━━━ Data shown

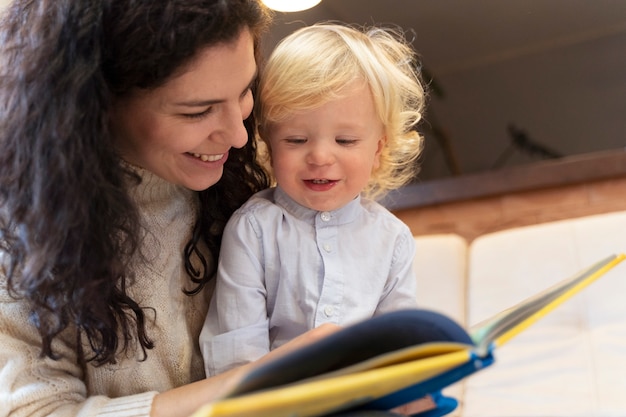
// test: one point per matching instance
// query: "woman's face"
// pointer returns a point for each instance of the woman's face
(183, 130)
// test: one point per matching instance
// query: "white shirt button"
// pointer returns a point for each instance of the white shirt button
(328, 310)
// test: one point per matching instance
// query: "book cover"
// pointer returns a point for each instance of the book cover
(388, 360)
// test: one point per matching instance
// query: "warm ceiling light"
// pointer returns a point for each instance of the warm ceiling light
(290, 5)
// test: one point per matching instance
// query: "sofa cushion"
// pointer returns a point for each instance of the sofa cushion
(571, 362)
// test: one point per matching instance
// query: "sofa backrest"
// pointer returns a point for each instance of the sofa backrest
(571, 362)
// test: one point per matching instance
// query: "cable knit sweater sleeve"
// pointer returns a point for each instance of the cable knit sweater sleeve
(36, 386)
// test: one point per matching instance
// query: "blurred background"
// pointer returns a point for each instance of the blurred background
(512, 81)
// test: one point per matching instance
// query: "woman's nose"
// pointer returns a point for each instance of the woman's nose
(233, 132)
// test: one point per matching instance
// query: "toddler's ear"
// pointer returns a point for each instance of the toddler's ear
(382, 141)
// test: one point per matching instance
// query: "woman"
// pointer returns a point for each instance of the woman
(124, 136)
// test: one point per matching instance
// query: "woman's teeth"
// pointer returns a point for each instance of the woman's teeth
(207, 158)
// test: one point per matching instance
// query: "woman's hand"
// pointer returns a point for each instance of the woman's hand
(184, 401)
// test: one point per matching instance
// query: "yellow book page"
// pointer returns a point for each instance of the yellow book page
(320, 396)
(504, 326)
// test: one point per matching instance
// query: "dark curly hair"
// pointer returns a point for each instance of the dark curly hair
(67, 224)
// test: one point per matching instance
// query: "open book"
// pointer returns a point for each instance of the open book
(388, 360)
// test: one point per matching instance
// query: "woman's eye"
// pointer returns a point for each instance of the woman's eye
(295, 141)
(198, 115)
(346, 142)
(246, 92)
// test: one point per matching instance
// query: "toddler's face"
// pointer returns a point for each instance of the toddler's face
(323, 158)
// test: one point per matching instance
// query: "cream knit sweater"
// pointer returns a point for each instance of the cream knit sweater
(34, 386)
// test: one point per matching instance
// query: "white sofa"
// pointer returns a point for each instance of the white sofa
(573, 361)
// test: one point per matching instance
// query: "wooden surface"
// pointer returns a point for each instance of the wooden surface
(476, 204)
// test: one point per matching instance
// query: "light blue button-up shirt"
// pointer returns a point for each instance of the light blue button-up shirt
(285, 269)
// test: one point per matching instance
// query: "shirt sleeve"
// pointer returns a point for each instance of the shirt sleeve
(36, 386)
(236, 329)
(401, 288)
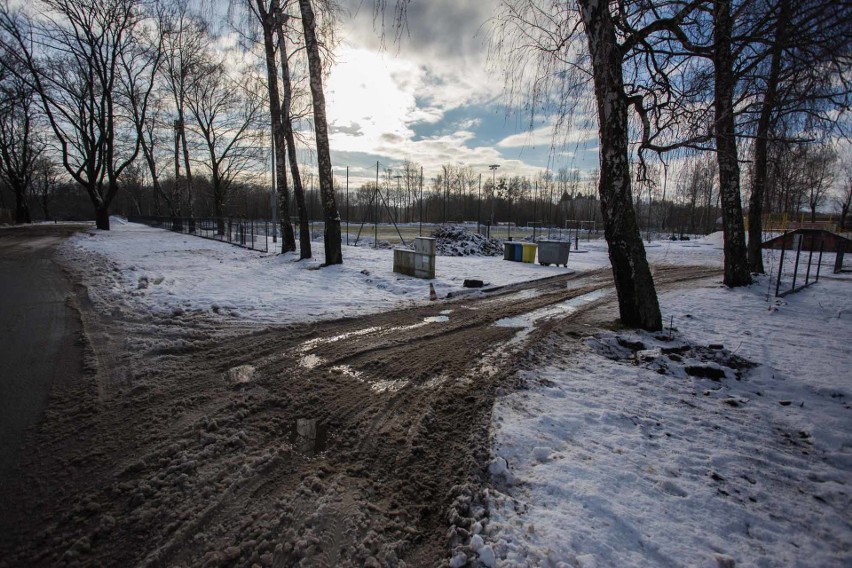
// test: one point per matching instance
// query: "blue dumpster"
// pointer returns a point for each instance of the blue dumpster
(513, 251)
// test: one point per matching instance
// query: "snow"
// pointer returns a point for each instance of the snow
(724, 441)
(648, 464)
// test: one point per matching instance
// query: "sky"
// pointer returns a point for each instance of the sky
(433, 97)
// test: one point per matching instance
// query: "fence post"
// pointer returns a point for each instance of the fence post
(810, 261)
(781, 262)
(798, 256)
(819, 262)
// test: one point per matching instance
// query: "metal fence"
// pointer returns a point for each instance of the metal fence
(799, 272)
(252, 234)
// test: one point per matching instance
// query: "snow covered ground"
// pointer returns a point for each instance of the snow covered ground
(626, 454)
(638, 450)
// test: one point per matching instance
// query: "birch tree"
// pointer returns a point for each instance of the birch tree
(70, 55)
(333, 252)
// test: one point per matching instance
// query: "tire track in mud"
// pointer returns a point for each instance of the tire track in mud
(354, 442)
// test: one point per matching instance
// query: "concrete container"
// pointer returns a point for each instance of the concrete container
(403, 261)
(424, 245)
(529, 252)
(553, 252)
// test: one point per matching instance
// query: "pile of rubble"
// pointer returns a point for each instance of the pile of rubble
(456, 240)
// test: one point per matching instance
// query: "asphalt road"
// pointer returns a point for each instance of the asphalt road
(38, 330)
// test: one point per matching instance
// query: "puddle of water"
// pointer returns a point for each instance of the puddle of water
(348, 371)
(312, 343)
(388, 386)
(310, 361)
(527, 321)
(309, 436)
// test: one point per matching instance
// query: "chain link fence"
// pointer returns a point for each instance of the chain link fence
(252, 234)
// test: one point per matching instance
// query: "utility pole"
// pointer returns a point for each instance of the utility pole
(493, 168)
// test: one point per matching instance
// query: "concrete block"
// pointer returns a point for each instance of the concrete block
(403, 262)
(424, 245)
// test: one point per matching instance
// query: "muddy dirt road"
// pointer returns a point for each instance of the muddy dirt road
(357, 442)
(37, 330)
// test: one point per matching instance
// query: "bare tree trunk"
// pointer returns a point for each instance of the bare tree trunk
(22, 210)
(634, 284)
(288, 239)
(761, 145)
(287, 127)
(333, 252)
(736, 260)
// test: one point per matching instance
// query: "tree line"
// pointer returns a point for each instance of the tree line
(97, 87)
(93, 88)
(680, 76)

━━━━━━

» Task directions: Find every line in the records above that contains the word "link" and copy each one out in full.

» Completed exercise:
// query: "chain link fence"
// pointer returns a point for each instance of the chain link fence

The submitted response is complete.